## begin
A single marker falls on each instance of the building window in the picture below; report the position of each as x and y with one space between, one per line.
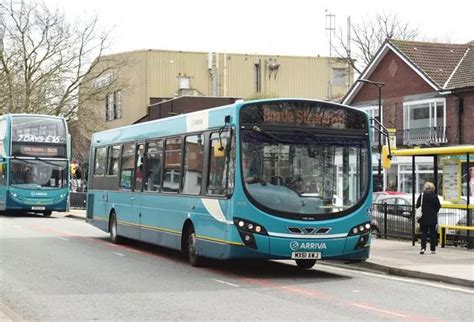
424 122
339 76
113 108
258 78
184 82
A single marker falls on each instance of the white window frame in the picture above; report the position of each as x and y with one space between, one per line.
113 106
432 106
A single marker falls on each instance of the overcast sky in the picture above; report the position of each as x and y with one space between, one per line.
291 27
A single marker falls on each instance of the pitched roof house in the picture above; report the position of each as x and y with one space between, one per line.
426 95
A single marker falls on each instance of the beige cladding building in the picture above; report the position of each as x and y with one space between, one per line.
148 76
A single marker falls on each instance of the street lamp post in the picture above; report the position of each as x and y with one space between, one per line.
379 86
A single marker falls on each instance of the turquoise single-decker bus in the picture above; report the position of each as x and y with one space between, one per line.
34 163
265 179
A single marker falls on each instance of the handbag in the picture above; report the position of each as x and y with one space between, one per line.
419 212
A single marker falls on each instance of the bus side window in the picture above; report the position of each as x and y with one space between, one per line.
154 163
100 161
3 174
220 178
128 160
172 170
113 160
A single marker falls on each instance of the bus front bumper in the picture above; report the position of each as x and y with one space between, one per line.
268 247
17 202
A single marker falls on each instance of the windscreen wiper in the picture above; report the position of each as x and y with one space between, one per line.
271 135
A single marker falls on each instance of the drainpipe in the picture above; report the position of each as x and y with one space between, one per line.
460 109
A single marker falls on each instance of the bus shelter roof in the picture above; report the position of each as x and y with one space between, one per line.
450 150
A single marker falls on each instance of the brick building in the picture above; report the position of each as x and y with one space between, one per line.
427 96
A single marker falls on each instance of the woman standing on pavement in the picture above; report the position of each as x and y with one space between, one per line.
430 206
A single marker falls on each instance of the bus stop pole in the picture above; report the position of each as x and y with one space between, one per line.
468 210
413 188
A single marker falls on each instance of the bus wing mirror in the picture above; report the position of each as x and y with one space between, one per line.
386 157
218 150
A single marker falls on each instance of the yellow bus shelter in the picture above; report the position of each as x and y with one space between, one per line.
453 156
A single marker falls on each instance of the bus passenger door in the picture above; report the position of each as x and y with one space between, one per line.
126 200
138 185
3 184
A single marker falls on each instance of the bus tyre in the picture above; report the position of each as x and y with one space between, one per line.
114 238
191 248
305 263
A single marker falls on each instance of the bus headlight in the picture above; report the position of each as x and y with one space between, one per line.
247 229
363 231
249 226
360 229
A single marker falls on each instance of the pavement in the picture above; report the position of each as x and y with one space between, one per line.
451 265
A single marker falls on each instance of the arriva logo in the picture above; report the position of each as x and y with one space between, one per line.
294 245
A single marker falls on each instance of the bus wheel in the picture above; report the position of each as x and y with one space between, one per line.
114 238
305 263
191 248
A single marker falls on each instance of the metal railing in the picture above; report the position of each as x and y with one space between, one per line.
396 221
425 136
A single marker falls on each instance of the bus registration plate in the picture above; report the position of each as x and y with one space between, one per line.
306 255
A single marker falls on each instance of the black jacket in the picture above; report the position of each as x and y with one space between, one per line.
431 206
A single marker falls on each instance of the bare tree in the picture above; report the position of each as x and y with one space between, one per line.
45 59
368 35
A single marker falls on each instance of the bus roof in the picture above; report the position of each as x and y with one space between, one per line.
184 123
174 125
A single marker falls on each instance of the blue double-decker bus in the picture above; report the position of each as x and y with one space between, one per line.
266 179
34 163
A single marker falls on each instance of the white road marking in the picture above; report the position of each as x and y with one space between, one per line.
379 310
226 283
400 279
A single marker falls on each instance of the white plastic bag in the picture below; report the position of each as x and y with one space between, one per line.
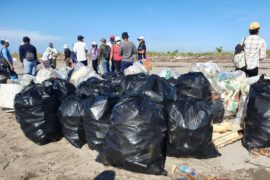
208 69
136 68
44 74
169 73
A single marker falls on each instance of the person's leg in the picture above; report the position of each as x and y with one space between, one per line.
27 67
113 66
104 66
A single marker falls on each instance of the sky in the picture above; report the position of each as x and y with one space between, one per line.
167 25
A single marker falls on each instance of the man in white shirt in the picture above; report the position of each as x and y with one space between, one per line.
52 55
80 48
255 49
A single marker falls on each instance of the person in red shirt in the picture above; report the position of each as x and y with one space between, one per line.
115 55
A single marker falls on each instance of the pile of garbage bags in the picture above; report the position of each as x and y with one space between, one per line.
257 121
133 120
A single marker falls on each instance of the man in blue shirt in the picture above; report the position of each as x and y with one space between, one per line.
6 53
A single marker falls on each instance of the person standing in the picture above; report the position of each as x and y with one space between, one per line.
52 55
80 49
112 42
67 54
115 54
28 56
94 52
104 55
6 54
128 52
141 49
254 49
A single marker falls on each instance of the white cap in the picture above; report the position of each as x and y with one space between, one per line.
140 38
117 38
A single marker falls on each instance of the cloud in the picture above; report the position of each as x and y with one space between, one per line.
37 36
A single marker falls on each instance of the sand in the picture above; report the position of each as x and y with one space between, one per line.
22 159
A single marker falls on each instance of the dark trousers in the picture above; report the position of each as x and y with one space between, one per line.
95 65
117 66
125 65
113 66
84 62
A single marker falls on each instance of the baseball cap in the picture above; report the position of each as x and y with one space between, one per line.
103 39
140 38
80 37
254 25
125 35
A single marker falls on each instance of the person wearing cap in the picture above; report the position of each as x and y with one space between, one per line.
112 42
128 52
80 49
255 49
67 54
28 56
52 55
94 53
5 53
115 57
104 55
141 49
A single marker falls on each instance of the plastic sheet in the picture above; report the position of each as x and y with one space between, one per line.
70 116
190 130
193 85
36 112
257 121
136 139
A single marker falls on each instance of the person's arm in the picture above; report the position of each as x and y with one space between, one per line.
111 54
262 53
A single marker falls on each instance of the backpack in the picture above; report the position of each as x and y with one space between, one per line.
239 58
107 52
29 56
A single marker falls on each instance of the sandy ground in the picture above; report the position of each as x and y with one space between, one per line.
21 159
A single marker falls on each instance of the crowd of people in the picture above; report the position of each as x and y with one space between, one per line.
120 53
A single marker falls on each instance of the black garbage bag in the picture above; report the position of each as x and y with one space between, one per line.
114 78
257 121
36 111
60 88
132 83
136 139
70 116
193 85
94 87
158 89
190 130
97 119
217 110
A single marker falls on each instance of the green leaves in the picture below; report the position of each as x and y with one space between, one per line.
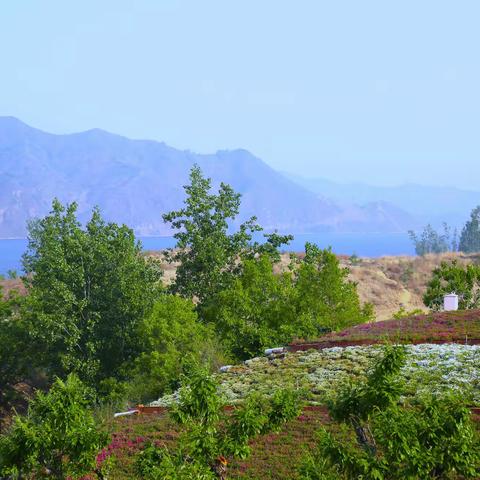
470 237
58 434
453 277
210 434
262 308
88 290
428 438
208 254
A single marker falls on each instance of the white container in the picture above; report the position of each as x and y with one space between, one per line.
450 302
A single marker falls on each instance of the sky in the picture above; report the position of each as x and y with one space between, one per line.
380 92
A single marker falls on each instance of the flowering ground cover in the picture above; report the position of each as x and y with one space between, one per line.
320 373
274 456
436 327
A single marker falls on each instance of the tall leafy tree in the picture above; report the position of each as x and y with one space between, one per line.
262 308
88 290
431 241
208 255
325 298
15 351
431 437
470 237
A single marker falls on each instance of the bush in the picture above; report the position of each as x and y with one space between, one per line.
429 438
432 241
453 277
470 237
209 434
58 437
262 308
169 335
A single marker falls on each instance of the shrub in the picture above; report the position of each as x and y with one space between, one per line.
429 438
452 277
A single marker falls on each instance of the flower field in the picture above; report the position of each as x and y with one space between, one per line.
320 373
439 327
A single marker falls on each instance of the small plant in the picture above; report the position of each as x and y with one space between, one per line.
402 312
429 438
354 259
57 438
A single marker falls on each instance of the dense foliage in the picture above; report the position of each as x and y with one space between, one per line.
452 277
169 335
88 290
58 437
96 322
210 436
470 236
429 438
208 255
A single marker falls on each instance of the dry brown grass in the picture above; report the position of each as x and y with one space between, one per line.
388 282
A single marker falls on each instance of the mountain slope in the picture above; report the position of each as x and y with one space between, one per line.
428 203
135 181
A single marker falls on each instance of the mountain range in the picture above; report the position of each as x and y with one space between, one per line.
136 181
428 204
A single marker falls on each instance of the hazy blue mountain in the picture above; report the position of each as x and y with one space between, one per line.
426 203
135 181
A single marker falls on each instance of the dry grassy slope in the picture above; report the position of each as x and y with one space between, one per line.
387 282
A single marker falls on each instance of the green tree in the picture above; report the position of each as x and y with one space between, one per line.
325 299
453 277
210 436
262 308
58 438
432 241
470 236
255 311
89 288
208 255
16 352
171 333
430 438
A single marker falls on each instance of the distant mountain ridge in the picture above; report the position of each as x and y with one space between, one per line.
427 203
136 181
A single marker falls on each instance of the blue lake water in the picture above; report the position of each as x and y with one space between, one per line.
362 244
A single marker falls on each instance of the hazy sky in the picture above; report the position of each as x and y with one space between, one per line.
384 92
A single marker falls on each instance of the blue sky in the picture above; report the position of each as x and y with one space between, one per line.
383 92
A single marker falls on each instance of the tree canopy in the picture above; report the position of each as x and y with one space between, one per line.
470 236
88 290
207 254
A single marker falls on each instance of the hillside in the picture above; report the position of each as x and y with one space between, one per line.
388 282
135 181
434 204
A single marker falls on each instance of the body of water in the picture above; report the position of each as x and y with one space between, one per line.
362 244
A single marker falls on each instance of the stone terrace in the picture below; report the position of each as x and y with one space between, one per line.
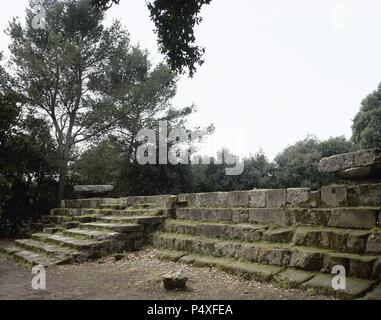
293 237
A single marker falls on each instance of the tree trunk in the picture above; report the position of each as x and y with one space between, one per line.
62 180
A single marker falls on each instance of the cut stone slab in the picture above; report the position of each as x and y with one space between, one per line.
65 241
113 227
169 255
294 278
93 190
254 271
355 288
188 259
89 234
175 280
375 294
374 243
133 219
48 249
29 258
358 165
279 235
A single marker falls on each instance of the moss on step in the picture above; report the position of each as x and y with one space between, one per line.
355 288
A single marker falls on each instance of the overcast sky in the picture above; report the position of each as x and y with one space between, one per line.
274 70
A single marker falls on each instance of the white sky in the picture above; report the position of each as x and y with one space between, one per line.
274 70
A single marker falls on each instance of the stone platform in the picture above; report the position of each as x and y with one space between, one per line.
360 165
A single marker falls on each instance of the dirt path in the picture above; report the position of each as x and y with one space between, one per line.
138 276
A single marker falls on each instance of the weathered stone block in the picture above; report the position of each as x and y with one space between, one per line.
182 198
194 214
244 232
362 158
276 198
224 214
211 230
355 218
268 216
226 250
279 235
315 199
182 213
194 200
374 243
238 199
377 269
240 215
275 256
362 267
203 247
294 278
174 280
249 253
364 195
209 214
309 261
93 190
298 197
318 217
334 196
355 288
257 198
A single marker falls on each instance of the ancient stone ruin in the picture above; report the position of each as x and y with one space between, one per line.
293 237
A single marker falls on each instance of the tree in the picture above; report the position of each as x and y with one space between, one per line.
27 166
297 165
174 21
52 68
99 164
367 123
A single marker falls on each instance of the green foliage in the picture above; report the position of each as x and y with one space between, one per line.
367 123
100 164
175 21
297 165
53 69
27 162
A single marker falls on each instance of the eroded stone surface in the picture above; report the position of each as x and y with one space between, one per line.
175 280
93 190
359 165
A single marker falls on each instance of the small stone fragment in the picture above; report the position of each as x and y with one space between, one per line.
175 280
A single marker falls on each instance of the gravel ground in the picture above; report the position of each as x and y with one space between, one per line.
137 276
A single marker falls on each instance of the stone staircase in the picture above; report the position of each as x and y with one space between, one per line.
292 237
90 228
## end
■ **REQUIRED WORK**: Could you format everything from the line containing "A single marker falls on each instance of the stone staircase" down to the end of the listing above as a Markdown table, with a Row column numbering each line and a Listing line column holding its text, and leave out any blank lines?

■ **PROBLEM SOLUTION**:
| Row | Listing line |
|---|---|
| 1 | A single marker falls on each instance of the stone staircase in the picture above; report the position of each as x and y with one space between, one per line. |
| 2 | 292 237 |
| 3 | 90 228 |